● **List of tasks**:
1 - Name every principle that the article on Google and AI regulation says the AI Bill of Rights blueprint contained.
2 - Copy out everything from "AI is developing" down to "revealed this week." in the article on Google and AI regulation, swapping "rapid rate" for "fast pace".

Google addresses concerns about lack of AI regulation

image of Google sign on building/Google adresses concerns about lack of AI regulation

AI is developing at a rapid rate, which has raised concerns about its lack of restrictions. Because of this, Google has been having early conversations with the EU about implementing AI regulation, as revealed this week. 

These concerns involve how to distinguish between human-generated content and AI. In response, Google Cloud CEO Thomas Kurian has highlighted that Google is working on technologies to solve this issue; the company unveiled a ‘watermarking’ solution that labels AI-generated images at its I/O event last month. 

Kurian has told CNBC that “We’re having productive conversations with the EU government. Because we do want to find a path forward,” adding “we do think these technologies are powerful enough, they need to be regulated in a responsible way, and we are working with governments in the European Union, United Kingdom and in many other countries to ensure they are adopted in the right way.”

Subsequently, there is also apprehension that generative AI models could harm artists and other creative professionals who rely on royalties to make money, as generative AI models are trained on huge sets of publicly available internet data, much of which is copyright-protected. 

Among these AI critics are several former high-profile researchers at Google, like Timnit Gebru, a former senior leader in AI ethics research who has lost her job partly due to her criticism of the corrupt nature of AI. She has stated that: “We need regulation and we need something better than just a profit motive” as well as: “AI is not magic. There are a lot of people involved – humans”, which is a reminder that the people who are behind AI generations are to blame for the concerns, not the technology. 

Legislation has been approved earlier this month, named the EU AI Act, which will bring oversight to AI development in the EU. This will be the world’s first comprehensive AI law, and it seeks to “promote the uptake of human-centric and trustworthy artificial intelligence and to ensure a high level of protection of health, safety, fundamental rights, democracy and rule of law and the environment from harmful effects.”

As an example of how this act would work in action; systems such as ChatGPT would have to disclose that their content was AI-generated, distinguish deep-fake images from real ones and provide safeguards against the generation of illegal content.

However, outside of the EU, AI regulation legislation becomes far more vague. In the US for example, there are several guiding federal documents from the White House on AI harms, but they have not created an even or consistent federal approach to AI risks. But there is hope – the White House Office of Science and Technology Policy (OSTP) published a blueprint for an AI Bill of Rights in late 2022.

The blueprint contained five principles: safe and effective systems, algorithmic discrimination protections, data privacy, notice and explanation and alternative options. Nonetheless, Some advocates for government controls believe that it does not go far enough and will be largely ineffectual. Instead, they wish the document had more of the checks and balances that are available in the EU AI Act.

● **Exercise data**:
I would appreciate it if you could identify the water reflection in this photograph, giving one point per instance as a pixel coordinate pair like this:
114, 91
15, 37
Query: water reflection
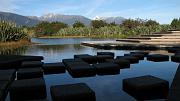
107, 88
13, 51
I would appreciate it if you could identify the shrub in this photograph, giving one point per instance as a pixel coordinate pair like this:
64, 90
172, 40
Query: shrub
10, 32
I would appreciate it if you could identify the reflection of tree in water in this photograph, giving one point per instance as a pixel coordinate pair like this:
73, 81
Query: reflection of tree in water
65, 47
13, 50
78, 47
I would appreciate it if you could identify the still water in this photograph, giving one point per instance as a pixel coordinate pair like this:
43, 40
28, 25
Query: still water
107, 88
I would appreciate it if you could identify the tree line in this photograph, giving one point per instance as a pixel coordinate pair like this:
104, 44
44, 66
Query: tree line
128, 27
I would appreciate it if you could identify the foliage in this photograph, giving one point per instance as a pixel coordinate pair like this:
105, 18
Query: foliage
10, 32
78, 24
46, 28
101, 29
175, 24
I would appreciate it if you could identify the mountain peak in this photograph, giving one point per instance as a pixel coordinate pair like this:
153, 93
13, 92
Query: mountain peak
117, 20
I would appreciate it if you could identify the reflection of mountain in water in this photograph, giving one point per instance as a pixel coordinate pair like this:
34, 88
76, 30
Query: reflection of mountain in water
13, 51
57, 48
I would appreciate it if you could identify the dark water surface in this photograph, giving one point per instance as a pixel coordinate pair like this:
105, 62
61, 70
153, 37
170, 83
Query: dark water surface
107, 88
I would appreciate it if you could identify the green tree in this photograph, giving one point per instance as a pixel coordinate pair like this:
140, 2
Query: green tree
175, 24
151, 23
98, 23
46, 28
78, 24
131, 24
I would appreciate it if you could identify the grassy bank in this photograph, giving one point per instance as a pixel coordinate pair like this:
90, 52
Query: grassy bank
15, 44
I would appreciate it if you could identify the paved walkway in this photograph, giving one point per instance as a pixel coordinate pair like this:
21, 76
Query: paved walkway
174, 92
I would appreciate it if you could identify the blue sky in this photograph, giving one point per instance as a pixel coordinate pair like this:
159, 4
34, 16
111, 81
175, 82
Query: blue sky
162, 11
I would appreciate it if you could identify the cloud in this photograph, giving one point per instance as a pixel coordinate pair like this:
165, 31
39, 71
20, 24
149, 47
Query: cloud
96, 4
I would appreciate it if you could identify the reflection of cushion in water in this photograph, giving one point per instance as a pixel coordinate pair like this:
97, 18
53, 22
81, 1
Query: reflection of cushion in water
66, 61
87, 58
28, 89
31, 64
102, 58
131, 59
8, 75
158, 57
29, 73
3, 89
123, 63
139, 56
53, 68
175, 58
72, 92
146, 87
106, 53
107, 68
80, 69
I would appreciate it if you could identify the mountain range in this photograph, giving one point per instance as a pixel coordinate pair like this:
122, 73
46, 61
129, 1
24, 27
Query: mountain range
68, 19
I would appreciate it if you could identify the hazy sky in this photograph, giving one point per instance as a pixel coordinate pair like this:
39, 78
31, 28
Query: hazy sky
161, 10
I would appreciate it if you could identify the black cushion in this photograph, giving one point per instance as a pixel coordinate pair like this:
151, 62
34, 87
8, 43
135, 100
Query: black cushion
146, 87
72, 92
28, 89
* * *
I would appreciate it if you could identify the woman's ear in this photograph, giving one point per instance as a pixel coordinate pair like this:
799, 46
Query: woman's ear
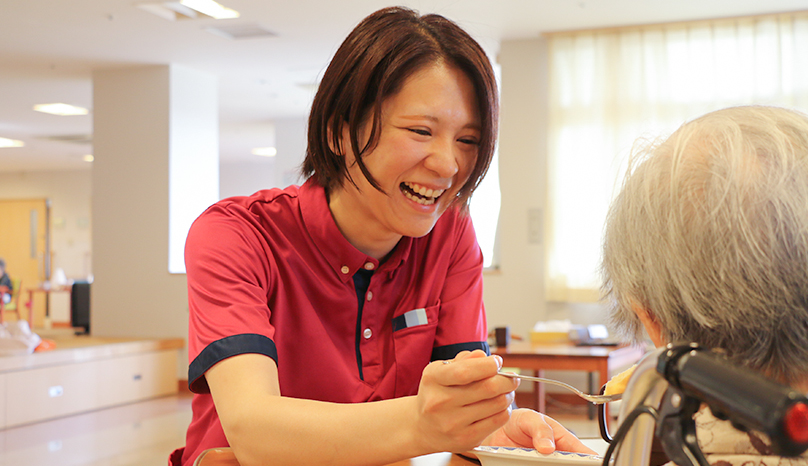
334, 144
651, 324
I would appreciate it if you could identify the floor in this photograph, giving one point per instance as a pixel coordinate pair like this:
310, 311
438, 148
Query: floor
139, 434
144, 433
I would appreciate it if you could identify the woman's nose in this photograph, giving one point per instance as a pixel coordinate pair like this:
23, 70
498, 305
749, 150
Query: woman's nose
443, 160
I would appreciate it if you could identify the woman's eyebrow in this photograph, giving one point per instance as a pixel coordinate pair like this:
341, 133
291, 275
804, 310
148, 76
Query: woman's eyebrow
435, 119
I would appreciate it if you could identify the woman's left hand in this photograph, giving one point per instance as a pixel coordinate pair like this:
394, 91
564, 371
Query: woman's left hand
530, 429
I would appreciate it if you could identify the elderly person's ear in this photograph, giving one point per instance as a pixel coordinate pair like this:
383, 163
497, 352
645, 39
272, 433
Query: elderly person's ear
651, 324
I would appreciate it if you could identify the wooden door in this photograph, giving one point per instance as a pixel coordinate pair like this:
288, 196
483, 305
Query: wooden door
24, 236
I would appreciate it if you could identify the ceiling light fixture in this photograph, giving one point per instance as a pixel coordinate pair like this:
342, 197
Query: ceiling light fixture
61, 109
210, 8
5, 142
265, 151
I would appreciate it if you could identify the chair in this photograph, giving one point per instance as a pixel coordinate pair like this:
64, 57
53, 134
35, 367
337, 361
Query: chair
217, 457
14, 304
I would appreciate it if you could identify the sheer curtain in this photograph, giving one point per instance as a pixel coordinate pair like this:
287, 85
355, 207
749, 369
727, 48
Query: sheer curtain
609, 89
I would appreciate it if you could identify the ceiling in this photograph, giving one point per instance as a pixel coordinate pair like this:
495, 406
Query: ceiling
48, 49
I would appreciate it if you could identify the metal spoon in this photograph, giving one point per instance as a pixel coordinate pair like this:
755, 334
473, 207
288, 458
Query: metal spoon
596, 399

● **Answers below**:
1 -
- Safe and effective systems
- Algorithmic discrimination protections
- Data privacy
- Notice and explanation
- Alternative options

2 -
AI is developing at a fast pace, which has raised concerns about its lack of restrictions. Because of this, Google has been having early conversations with the EU about implementing AI regulation, as revealed this week.